Exercise requirements: Can you output, word for word, the part of the solar power satellite abstract from "A Lightweight Space-based" to "- DOI (astro-ph.IM)"?

Quoted passage:
A Lightweight Space-based Solar Power Generation and Transmission Satellite

Authors: Behrooz Abiri, Manan Arya, Florian Bohn, Austin Fikes, Matan Gal-Katziri, Eleftherios Gdoutos, Ashish Goel, Pilar Espinet Gonzalez, Michael Kelzenberg, Nicolas Lee, Michael A. Marshall, Tatiana Roy, Fabien Royer, Emily C. Warmann, Nina Vaidya, Tatiana Vinogradova, Richard Madonna, Harry Atwater, Ali Hajimiri, Sergio Pellegrino

arXiv: 2206.08373v2 - DOI (astro-ph.IM)
License: CC BY-NC-SA 4.0

Abstract: We propose a novel design for a lightweight, high-performance space-based solar power array combined with power beaming capability for operation in geosynchronous orbit and transmission of power to Earth. We use a modular configuration of small, repeatable unit cells, called tiles, that each individually perform power collection, conversion, and transmission. Sunlight is collected via lightweight parabolic concentrators and converted to DC electric power with high efficiency III-V photovoltaics. Several CMOS integrated circuits within each tile generates and controls the phase of multiple independently-controlled microwave sources using the DC power. These sources are coupled to multiple radiating antennas which act as elements of a large phased array to beam the RF power to Earth. The power is sent to Earth at a frequency chosen in the range of 1-10 GHz and collected with ground-based rectennas at a local intensity no larger than ambient sunlight. We achieve significantly reduced mass compared to previous designs by taking advantage of solar concentration, current CMOS integrated circuit technology, and ultralight structural elements. Of note, the resulting satellite has no movable parts once it is fully deployed and all beam steering is done electronically. Our design is safe, scalable, and able to be deployed and tested with progressively larger configurations starting with a single unit cell that could fit on a cube satellite. The design reported on here has an areal mass density of 160 g/m2 and an end-to-end efficiency of 7-14%. We believe this is a significant step forward to the realization of space-based solar power, a concept once of science fiction.

Record extracts:
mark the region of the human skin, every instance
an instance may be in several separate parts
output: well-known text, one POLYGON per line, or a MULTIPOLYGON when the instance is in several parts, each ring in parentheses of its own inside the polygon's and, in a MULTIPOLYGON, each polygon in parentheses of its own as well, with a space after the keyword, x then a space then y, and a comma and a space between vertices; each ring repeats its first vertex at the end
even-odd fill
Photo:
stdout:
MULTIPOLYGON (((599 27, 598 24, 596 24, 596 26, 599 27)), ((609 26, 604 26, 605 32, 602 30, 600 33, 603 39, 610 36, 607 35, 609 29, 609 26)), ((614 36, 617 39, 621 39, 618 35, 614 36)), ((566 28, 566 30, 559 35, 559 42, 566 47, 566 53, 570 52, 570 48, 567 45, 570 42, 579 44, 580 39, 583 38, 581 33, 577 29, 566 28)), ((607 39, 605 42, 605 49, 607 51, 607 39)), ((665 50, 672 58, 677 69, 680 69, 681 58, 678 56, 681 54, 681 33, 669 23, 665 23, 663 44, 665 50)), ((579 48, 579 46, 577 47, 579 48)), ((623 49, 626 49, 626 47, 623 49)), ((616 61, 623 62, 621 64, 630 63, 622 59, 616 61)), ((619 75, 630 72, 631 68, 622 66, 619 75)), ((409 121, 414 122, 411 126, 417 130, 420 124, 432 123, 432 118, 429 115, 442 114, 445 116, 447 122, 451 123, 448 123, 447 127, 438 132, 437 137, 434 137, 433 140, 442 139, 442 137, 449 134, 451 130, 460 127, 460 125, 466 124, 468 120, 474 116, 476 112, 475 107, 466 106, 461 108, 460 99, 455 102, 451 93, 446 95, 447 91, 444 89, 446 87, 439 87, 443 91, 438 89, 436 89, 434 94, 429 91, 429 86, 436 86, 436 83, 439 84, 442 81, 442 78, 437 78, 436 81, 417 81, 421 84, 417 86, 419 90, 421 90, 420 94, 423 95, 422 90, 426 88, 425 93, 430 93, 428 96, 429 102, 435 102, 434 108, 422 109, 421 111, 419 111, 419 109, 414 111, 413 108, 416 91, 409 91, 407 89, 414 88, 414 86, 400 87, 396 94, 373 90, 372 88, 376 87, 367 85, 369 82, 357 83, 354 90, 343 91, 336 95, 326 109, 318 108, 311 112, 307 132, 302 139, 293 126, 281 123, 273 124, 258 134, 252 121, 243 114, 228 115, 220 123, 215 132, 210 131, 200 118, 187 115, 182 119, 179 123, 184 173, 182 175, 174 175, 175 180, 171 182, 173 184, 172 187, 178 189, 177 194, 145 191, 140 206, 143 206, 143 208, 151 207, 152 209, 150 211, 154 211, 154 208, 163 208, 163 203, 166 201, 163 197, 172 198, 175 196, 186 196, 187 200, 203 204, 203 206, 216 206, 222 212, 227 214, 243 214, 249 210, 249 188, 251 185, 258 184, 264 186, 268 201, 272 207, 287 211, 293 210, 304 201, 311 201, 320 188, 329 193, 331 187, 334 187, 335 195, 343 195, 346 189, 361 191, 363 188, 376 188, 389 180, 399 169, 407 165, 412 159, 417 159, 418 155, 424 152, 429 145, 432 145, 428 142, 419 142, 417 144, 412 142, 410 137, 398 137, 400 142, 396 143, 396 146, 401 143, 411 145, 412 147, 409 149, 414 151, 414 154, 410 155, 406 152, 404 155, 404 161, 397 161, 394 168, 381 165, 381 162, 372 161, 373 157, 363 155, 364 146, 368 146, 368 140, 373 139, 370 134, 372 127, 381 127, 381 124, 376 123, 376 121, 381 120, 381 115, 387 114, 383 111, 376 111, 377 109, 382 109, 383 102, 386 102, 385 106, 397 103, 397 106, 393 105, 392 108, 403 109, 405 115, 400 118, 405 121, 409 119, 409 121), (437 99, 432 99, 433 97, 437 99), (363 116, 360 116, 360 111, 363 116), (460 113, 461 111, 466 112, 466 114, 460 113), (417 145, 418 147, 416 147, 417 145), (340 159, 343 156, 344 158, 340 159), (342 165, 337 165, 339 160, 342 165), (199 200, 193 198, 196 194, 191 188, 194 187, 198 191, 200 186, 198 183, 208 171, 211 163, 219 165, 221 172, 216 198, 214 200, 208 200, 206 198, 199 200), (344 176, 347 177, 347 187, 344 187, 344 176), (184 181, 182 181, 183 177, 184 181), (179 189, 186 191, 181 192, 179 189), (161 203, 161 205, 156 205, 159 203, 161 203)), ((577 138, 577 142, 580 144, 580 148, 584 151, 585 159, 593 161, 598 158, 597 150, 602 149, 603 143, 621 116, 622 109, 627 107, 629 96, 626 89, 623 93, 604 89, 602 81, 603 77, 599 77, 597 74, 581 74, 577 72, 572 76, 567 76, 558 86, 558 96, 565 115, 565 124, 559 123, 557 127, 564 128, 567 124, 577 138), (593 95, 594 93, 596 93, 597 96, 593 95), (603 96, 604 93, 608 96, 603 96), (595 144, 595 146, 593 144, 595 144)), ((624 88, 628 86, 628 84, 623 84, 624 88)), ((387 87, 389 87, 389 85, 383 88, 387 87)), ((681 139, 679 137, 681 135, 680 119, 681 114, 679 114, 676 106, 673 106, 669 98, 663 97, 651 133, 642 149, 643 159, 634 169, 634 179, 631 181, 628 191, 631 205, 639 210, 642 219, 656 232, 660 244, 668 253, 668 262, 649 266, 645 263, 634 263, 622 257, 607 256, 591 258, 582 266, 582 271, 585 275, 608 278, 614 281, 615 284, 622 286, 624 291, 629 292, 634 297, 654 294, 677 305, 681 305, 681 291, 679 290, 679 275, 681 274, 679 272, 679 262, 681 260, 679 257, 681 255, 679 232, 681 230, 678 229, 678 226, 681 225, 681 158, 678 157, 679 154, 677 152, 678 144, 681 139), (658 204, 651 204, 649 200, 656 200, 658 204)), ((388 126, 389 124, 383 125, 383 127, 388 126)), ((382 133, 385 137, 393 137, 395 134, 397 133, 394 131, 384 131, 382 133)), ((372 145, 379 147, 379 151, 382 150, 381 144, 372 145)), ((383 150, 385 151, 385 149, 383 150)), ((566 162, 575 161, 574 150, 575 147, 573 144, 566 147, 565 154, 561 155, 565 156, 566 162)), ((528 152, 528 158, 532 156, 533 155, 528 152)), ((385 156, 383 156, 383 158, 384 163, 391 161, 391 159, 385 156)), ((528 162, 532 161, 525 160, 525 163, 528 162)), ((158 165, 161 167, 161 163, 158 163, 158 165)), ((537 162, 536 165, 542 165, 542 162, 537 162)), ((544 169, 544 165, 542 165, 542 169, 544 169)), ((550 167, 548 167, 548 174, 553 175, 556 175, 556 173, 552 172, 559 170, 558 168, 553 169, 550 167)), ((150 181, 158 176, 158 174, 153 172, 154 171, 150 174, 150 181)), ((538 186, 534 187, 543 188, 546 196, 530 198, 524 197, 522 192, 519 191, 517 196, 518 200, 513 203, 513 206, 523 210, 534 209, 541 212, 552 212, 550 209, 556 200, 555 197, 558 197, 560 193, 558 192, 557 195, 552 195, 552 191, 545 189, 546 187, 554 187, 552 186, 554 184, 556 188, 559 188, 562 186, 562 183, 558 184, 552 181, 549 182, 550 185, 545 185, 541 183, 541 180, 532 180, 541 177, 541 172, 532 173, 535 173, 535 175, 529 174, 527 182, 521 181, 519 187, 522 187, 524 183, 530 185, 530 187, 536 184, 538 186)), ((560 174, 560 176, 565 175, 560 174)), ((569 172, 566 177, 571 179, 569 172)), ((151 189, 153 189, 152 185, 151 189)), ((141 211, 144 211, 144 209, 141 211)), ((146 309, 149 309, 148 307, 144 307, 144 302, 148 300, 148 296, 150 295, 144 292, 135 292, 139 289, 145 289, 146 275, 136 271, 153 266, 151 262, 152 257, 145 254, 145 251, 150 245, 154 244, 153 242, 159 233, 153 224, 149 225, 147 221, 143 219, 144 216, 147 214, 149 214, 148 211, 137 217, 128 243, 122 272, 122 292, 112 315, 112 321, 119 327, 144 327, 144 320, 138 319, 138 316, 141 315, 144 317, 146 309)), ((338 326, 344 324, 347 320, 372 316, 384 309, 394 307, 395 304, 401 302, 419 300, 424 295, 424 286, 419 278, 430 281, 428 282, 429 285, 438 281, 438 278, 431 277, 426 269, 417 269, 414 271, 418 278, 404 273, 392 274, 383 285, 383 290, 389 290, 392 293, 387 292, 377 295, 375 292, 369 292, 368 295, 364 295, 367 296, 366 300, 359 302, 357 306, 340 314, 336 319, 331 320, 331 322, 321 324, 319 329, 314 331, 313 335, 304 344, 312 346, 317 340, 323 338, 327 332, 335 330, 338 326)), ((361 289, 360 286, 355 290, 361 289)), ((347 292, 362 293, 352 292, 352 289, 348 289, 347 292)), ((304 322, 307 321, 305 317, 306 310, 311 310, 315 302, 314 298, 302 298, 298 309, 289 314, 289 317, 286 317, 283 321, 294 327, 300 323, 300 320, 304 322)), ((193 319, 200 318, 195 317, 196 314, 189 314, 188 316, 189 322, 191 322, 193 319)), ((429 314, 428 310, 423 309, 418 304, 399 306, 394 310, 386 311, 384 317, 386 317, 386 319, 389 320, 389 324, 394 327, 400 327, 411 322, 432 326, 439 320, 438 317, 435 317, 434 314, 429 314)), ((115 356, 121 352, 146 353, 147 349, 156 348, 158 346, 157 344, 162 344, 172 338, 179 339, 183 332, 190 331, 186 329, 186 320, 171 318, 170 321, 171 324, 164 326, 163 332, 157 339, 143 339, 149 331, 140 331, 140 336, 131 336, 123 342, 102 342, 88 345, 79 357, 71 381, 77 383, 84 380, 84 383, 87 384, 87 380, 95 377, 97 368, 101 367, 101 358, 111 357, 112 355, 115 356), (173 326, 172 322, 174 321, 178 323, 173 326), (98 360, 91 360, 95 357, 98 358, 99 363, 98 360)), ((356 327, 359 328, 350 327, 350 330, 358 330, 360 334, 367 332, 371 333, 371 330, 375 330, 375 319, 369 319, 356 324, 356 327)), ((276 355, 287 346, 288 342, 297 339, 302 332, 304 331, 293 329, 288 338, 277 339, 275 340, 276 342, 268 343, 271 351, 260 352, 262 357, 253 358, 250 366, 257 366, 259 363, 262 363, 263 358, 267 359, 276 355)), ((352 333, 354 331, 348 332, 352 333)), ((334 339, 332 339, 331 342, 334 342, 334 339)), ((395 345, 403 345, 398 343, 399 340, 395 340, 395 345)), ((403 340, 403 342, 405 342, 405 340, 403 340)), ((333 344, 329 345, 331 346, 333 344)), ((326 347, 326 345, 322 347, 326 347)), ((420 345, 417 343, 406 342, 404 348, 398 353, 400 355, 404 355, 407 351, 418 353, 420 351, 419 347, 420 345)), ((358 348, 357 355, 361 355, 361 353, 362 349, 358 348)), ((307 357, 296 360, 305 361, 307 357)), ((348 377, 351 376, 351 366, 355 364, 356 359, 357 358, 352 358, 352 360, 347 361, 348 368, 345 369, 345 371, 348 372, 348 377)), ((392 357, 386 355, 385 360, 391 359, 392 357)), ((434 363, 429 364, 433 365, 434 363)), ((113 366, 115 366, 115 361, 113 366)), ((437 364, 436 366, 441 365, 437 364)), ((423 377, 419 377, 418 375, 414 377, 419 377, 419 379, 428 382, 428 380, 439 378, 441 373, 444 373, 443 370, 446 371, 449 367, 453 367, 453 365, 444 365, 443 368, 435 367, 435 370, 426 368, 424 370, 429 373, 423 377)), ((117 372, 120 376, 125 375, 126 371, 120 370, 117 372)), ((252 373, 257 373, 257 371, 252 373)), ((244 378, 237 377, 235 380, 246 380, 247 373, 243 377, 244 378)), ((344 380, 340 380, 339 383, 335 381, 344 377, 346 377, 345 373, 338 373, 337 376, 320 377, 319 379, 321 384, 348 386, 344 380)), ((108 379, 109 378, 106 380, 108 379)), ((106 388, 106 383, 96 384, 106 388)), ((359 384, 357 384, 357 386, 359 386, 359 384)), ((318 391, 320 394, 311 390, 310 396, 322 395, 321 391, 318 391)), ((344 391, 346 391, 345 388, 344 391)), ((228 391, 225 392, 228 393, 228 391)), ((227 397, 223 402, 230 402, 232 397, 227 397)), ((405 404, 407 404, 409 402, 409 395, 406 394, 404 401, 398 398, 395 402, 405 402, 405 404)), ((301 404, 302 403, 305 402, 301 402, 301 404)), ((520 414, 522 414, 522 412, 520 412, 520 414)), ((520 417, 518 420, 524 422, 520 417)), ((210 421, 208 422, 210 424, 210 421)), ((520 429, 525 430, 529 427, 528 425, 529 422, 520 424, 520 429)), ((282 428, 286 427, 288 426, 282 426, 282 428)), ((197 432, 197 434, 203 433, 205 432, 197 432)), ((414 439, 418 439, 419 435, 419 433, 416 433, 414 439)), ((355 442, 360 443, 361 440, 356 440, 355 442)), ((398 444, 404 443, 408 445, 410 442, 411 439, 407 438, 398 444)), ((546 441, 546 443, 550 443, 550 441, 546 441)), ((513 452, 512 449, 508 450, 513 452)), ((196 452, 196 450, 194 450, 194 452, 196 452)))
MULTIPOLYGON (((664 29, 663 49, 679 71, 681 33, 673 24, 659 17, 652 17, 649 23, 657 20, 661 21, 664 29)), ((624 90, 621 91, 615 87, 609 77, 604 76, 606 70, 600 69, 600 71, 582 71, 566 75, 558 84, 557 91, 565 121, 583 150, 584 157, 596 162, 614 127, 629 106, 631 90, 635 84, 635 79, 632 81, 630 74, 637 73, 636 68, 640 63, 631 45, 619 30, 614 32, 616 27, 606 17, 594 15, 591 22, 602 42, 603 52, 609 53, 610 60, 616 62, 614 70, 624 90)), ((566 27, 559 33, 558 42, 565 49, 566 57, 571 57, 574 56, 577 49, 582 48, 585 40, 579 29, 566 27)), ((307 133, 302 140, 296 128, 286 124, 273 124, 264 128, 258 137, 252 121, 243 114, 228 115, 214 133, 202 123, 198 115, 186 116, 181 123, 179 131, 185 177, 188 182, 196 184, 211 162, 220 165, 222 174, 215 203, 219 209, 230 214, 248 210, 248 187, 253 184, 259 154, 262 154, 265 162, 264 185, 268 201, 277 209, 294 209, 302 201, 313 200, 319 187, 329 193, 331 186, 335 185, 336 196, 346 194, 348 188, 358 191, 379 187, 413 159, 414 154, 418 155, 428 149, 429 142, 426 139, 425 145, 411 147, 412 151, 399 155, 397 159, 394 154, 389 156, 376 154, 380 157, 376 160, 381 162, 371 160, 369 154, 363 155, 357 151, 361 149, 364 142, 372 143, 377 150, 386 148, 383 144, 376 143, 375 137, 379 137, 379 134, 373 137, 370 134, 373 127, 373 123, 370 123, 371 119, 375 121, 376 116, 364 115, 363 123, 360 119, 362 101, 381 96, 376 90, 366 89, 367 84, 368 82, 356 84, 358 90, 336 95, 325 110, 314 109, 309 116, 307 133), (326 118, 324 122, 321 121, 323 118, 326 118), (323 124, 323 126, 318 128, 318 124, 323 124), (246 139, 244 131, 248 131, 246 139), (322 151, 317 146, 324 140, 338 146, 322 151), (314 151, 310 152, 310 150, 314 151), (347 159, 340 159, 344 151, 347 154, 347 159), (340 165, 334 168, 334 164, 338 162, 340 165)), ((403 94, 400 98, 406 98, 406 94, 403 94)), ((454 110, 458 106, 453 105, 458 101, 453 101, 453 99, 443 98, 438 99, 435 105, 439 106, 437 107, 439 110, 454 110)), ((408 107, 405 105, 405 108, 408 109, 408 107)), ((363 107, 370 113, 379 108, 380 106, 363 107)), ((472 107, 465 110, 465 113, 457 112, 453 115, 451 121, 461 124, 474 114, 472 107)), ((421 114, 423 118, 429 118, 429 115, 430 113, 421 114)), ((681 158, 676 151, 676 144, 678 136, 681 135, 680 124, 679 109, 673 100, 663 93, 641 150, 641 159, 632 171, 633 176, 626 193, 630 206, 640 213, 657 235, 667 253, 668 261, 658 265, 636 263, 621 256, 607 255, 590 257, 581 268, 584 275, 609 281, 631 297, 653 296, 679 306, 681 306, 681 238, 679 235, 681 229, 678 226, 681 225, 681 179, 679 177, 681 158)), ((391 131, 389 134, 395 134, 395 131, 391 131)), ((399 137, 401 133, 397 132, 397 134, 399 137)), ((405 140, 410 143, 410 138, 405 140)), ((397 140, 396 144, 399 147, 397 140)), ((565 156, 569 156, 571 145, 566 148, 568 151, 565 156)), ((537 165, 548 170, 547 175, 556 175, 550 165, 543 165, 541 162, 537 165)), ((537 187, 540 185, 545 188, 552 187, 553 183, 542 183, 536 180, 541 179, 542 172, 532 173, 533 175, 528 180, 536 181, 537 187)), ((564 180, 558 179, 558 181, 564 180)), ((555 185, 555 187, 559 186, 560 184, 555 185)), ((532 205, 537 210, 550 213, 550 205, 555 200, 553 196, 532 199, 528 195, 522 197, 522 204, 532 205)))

Solution to the exercise:
A Lightweight Space-based Solar Power Generation and Transmission Satellite

Authors: Behrooz Abiri, Manan Arya, Florian Bohn, Austin Fikes, Matan Gal-Katziri, Eleftherios Gdoutos, Ashish Goel, Pilar Espinet Gonzalez, Michael Kelzenberg, Nicolas Lee, Michael A. Marshall, Tatiana Roy, Fabien Royer, Emily C. Warmann, Nina Vaidya, Tatiana Vinogradova, Richard Madonna, Harry Atwater, Ali Hajimiri, Sergio Pellegrino

arXiv: 2206.08373v2 - DOI (astro-ph.IM)